▶ [What to do] Your task is to output, without alteration, each line from the one containing "Teacher note: indicate the white cloud" through the final line of the records below.

▶ [Records for this exercise]
○ ○ ○ ○

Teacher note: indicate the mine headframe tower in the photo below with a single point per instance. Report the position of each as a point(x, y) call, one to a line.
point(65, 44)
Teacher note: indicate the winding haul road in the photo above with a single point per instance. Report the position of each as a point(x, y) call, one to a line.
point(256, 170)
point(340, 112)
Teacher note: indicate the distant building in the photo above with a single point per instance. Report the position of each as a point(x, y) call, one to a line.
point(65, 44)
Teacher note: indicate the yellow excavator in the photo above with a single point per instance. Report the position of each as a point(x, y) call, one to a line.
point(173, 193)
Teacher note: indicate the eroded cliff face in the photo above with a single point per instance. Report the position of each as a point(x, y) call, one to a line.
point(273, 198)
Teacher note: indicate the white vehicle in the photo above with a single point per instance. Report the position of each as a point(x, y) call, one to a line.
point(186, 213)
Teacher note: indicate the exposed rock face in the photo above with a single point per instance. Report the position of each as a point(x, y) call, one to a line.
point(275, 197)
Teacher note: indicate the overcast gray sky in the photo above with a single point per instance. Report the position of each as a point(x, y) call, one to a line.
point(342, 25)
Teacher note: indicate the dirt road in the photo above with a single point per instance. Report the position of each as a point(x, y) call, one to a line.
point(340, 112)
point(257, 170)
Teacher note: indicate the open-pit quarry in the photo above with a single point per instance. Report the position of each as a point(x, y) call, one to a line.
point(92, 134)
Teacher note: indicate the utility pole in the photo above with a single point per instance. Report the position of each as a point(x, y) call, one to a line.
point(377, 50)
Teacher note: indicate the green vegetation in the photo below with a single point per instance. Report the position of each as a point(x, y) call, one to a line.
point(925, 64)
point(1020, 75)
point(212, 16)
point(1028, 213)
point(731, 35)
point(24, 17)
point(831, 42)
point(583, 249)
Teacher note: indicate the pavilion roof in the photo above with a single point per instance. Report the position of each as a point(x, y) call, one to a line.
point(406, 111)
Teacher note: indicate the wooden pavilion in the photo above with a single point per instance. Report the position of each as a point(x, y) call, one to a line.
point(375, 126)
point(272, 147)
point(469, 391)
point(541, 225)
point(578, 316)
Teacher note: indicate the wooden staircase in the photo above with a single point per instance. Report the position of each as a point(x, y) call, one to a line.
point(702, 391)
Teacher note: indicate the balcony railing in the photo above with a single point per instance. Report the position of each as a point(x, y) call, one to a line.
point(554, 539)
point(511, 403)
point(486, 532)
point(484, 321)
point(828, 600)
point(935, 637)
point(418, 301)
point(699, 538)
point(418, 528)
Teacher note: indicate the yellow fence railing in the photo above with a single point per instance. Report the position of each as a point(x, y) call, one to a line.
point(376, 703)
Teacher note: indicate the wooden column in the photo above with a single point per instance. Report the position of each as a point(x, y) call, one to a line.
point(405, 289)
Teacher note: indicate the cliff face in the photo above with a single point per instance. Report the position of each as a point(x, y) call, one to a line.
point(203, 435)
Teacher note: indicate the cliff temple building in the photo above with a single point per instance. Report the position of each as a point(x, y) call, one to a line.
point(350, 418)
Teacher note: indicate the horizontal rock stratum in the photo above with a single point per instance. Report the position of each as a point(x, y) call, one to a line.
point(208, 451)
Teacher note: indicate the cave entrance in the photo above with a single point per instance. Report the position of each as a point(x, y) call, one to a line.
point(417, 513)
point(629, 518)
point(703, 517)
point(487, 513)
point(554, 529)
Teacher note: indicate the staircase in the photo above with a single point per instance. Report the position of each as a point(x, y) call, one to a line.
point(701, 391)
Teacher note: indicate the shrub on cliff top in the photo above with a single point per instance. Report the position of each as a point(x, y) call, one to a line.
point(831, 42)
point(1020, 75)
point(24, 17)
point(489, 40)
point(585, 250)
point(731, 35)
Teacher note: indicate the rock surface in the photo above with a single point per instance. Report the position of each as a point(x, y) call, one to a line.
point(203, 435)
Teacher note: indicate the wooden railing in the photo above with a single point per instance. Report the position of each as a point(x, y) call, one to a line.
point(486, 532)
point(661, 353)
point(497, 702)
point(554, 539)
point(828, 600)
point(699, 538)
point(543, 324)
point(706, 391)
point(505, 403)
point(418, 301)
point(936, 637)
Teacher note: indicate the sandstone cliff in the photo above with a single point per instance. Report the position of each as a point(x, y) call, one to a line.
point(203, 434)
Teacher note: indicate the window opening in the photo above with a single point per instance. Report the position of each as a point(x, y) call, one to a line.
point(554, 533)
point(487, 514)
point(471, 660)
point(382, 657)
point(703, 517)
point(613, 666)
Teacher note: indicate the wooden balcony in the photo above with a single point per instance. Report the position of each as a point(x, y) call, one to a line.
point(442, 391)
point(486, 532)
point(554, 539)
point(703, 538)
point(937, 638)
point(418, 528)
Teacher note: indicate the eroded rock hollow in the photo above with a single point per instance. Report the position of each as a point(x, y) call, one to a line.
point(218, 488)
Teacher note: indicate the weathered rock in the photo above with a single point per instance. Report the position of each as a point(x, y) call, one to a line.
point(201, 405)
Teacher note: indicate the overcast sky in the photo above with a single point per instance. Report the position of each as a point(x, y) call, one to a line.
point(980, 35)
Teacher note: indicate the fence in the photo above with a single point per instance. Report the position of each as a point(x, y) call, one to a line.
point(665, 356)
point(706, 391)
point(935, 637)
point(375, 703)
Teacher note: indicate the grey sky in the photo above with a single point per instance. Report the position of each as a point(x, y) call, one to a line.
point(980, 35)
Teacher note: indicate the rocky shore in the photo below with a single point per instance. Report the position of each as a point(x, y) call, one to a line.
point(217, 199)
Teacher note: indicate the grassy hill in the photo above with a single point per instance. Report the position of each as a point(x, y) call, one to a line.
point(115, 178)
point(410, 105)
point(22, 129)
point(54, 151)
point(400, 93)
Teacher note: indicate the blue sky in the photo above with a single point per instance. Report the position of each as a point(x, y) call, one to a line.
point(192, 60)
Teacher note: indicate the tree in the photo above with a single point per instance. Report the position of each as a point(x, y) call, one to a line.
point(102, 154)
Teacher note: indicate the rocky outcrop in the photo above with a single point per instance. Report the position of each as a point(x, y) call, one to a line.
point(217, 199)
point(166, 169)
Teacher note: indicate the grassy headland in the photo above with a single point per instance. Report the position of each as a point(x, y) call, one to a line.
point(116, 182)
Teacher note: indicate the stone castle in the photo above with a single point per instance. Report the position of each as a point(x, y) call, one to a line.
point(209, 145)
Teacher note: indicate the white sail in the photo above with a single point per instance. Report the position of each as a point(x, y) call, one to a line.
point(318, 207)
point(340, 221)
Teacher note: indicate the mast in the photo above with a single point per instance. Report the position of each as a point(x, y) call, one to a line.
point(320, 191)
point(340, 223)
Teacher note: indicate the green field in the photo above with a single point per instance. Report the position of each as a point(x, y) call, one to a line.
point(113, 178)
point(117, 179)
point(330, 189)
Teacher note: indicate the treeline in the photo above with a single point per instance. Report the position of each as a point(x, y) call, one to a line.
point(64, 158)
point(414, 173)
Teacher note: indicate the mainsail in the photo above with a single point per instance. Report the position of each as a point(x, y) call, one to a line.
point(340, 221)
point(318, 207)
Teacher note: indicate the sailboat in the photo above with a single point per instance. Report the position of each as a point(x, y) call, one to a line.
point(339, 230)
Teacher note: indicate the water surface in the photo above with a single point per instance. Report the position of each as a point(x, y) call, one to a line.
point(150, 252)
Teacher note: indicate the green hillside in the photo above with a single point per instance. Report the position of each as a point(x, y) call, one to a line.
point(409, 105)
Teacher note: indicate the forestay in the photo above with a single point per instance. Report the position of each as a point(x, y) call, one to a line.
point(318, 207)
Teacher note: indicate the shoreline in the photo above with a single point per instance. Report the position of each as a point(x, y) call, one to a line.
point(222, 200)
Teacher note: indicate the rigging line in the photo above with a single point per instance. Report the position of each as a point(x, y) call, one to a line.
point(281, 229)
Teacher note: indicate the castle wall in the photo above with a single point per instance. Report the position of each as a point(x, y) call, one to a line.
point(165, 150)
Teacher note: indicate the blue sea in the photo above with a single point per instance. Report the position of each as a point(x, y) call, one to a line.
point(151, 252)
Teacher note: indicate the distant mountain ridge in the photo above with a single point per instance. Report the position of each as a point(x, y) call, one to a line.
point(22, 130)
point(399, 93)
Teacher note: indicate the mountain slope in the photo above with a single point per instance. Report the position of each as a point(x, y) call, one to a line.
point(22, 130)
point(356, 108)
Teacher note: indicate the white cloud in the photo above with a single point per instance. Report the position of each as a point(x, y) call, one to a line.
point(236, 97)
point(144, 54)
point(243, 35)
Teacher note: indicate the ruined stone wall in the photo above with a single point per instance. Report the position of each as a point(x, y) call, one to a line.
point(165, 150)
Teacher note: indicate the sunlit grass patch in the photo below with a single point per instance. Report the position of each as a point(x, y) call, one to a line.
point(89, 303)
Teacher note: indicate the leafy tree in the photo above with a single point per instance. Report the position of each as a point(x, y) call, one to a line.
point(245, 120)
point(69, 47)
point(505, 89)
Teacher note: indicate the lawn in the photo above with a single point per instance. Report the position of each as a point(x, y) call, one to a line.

○ ○ ○ ○

▶ [Output]
Teacher note: indicate the white cloud in the photo above with a single point per instance. Report the position of each as a point(x, y) call, one to a line.
point(236, 97)
point(144, 54)
point(243, 35)
Teacher note: indicate the ruined stone wall in the photo above with a single point per instance. Report the position of each as a point(x, y) call, one to a line.
point(165, 150)
Teacher note: indicate the sunlit grass patch in the photo below with a single point per instance. Report the position of each as a point(x, y) call, one to a line.
point(89, 303)
Teacher note: indicate the leafy tree in the photo above with a single point per instance. Report the position of each as a point(x, y) call, one to a line.
point(245, 120)
point(69, 47)
point(505, 89)
Teacher note: indicate the lawn in the photo above with a single point per instance. Report the position of each as a point(x, y) call, one to a line.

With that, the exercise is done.